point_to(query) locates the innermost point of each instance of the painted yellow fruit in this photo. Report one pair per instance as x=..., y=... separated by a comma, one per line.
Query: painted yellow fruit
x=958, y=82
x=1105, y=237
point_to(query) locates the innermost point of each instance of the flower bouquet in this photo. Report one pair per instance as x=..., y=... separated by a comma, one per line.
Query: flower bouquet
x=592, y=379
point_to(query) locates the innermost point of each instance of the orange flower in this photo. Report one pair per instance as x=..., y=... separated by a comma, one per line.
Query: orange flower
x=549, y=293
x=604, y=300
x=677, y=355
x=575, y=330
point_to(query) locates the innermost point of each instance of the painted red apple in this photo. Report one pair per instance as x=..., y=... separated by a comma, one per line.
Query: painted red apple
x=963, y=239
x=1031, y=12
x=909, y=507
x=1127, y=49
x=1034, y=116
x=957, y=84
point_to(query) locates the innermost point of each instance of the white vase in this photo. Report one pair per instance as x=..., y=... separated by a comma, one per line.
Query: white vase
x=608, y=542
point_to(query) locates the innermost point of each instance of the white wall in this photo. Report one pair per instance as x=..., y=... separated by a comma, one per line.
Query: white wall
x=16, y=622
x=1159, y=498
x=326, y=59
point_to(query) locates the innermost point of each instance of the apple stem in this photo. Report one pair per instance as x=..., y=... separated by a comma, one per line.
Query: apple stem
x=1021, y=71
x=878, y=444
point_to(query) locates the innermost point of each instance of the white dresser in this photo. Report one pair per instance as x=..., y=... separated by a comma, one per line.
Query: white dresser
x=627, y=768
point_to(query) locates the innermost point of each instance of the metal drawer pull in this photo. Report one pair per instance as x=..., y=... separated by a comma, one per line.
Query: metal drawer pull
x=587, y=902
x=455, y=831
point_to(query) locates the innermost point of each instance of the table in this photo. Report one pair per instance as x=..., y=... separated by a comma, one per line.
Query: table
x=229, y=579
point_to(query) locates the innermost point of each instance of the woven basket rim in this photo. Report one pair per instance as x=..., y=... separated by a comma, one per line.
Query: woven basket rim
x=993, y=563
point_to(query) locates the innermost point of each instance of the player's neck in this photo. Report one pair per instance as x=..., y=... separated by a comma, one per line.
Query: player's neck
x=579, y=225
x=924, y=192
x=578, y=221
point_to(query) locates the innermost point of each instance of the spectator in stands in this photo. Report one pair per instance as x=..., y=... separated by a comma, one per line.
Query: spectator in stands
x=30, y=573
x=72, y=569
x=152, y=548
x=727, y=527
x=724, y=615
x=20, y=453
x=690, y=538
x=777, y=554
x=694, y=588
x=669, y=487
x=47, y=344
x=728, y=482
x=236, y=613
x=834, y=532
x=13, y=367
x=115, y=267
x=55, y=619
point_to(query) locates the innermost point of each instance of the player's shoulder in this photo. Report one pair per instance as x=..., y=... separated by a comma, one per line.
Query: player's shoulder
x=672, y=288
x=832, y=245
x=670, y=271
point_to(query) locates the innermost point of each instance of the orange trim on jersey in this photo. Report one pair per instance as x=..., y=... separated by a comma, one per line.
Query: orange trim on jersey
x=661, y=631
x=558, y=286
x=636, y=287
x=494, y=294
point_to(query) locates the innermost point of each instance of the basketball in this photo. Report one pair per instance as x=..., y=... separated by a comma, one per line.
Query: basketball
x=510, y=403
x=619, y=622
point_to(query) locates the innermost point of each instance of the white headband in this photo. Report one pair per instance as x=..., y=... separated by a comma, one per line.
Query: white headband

◇ ◇ ◇

WHAT IS BEING ASKED: Rewrite the data above with every "in this photo" changed to "in this image" and nothing else altered.

EXERCISE RESULT:
point_to(query) locates the innermost point of each instance of the painted yellow fruit in this image. Report one pair per instance as x=..., y=... separated by a comma, one per line.
Query: painted yellow fruit
x=958, y=82
x=1105, y=237
point_to(query) locates the innermost point of each instance of the flower bouquet in this image. Report one pair per instance as x=..., y=... separated by a comma, one per line.
Query: flower bouquet
x=592, y=379
point_to(query) locates the innermost point of each instance of the orange flower in this image. Report one pair per instance as x=..., y=... separated by a comma, one per line.
Query: orange flower
x=549, y=293
x=604, y=300
x=677, y=355
x=575, y=330
point_to(query) locates the innermost point of each instance of the painted red apple in this image. Report one pair per instance as x=..., y=... separated by a comma, one per line.
Query: painted red apple
x=963, y=239
x=1031, y=12
x=909, y=507
x=1127, y=49
x=1034, y=116
x=957, y=84
point_to(query) locates the innermost point of each instance of the white vase in this image. Report one pair per instance as x=..., y=... separated by a comma, one per line.
Query: white vase
x=608, y=542
point_to(query) locates the innermost point of each instance of the white wall in this image. Report one pair per instance as x=..., y=... separated by a comma, one per line.
Query: white wall
x=16, y=622
x=1159, y=498
x=326, y=59
point_to(query) locates the innermost point of each instance of the apple stem in this image. Report one pair per instance as x=..., y=... separated by a comma, one per line.
Query: apple stem
x=1021, y=71
x=878, y=444
point_to(query) locates the innermost point of each instance of the white dresser in this image. Report one pair per instance as x=..., y=... separated by a comma, one per line.
Query: white dresser
x=627, y=768
point_to(query) locates the innermost point of each instance of the metal drawer pull in this image. Report one pair per instance as x=..., y=... separated by a comma, one per line.
Query: metal drawer pull
x=587, y=902
x=455, y=831
point_to(query) locates the innermost point of each instance of the table in this image. Report one pair per instance as x=..., y=... separated by a comma, one per line.
Query: table
x=229, y=579
point_to(query) locates the innermost point of each instance of the woven basket rim in this image. Report one pair per instance as x=..., y=... separated by a comma, one per line.
Query: woven basket rim
x=993, y=563
point_to(query) locates the innermost point of each instance of the player's neck in this image. Report one pair per instance as x=..., y=... separated by a comma, one per line.
Query: player's neck
x=579, y=225
x=924, y=192
x=578, y=221
point_to(query) locates the innermost point of each instance of the spectator in stands in this image. Report one pair per instance as x=..., y=... separated by a comma, one per line.
Query: spectator in stands
x=30, y=573
x=72, y=569
x=152, y=548
x=727, y=527
x=724, y=615
x=20, y=453
x=690, y=538
x=777, y=554
x=694, y=588
x=669, y=487
x=47, y=344
x=728, y=482
x=236, y=613
x=834, y=532
x=13, y=367
x=115, y=267
x=55, y=619
point_to(query) locates the innermost point of each instance of the player's shoulder in this image. Report one pair per instance as x=..., y=... separated by a comma, one per line.
Query: player's shoulder
x=672, y=288
x=832, y=245
x=670, y=271
point_to(query) locates the innermost point of each instance of the orange trim on jersey in this image. Report one pair per instance as x=..., y=... separated by a comma, one per line.
Query: orange trim on jersey
x=661, y=631
x=558, y=286
x=636, y=287
x=494, y=294
point_to(query) locates the innermost point of each instance of the basketball in this image. Report one pair per instance as x=..., y=... separated by a comma, one per line.
Query: basketball
x=510, y=403
x=619, y=622
point_to(query) locates the innermost point of each instance of the white headband in this image. Report one pair per instance as x=..., y=... separated by a comma, one per line.
Query: white headband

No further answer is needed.